Arap ülkeleri başta olmak üzere birçok İslam ülkesinin yöneticileri tarafından işgalci siyonistlerle yapılan anlaşmalar ve atılan normalleşme adımları hakkında İLKHA muhabirine konuşan HÜDA PAR Dış İlişkilerden Sorumlu Genel Başkan Yardımcısı Mehmet Eşin, işgal rejimi ile normalleşmenin kabul edilemeyeceğini, siyonistlerle her türlü ilişkinin sonlandırılarak Filistin davasının yanında durulması gerektiğini söyledi.

"Siyonistleri pervasızlaştıran İslam ülkelerinin sessizliğidir"

- Çıkarılan materyal:
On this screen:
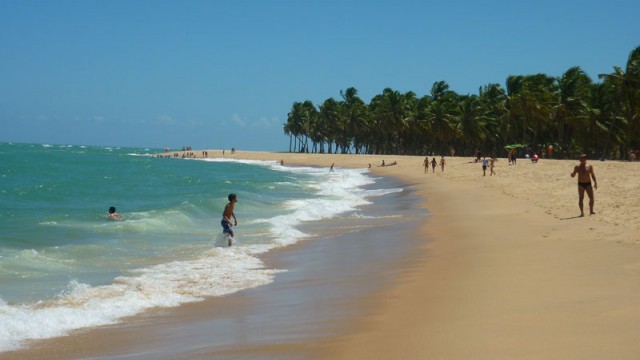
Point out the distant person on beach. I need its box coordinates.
[571,154,598,216]
[220,194,238,246]
[107,206,122,220]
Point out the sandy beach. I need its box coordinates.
[10,150,640,359]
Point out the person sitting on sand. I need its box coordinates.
[107,206,122,220]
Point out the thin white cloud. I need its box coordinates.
[156,114,177,125]
[231,114,247,127]
[231,114,280,129]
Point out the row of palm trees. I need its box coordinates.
[284,47,640,158]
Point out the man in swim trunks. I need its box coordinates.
[220,194,238,246]
[571,154,598,216]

- Görevler:
1. Verilen metindeki "Arap ülkeleri başta olmak üzere" diye başlayan paragrafı ana bilgileri koruyarak kısa bir madde listesine dönüştürün.
2. Lütfen verilen metne göre aşağıdaki soruları kısaca yanıtlayın:
(a) Mehmet Eşin HÜDA PAR'da hangi görevi üstleniyor?
(b) Eşin açıklamalarını hangi haber ajansının muhabirine yaptı?
(c) Tırnak içindeki cümleye göre siyonistleri pervasızlaştıran nedir?

- Sonuçlar:
1.
- Konuşan: HÜDA PAR Dış İlişkilerden Sorumlu Genel Başkan Yardımcısı Mehmet Eşin
- Konuştuğu kişi: İLKHA muhabiri
- Konu: Başta Arap ülkeleri olmak üzere birçok İslam ülkesi yöneticisinin işgalci siyonistlerle yaptığı anlaşmalar ve normalleşme adımları
- Görüş: İşgal rejimiyle normalleşme kabul edilemez.
- Çağrı: Siyonistlerle her türlü ilişki sonlandırılmalı ve Filistin davasının yanında durulmalı.

2.
(a) Dış İlişkilerden Sorumlu Genel Başkan Yardımcısı
(b) İLKHA
(c) İslam ülkelerinin sessizliği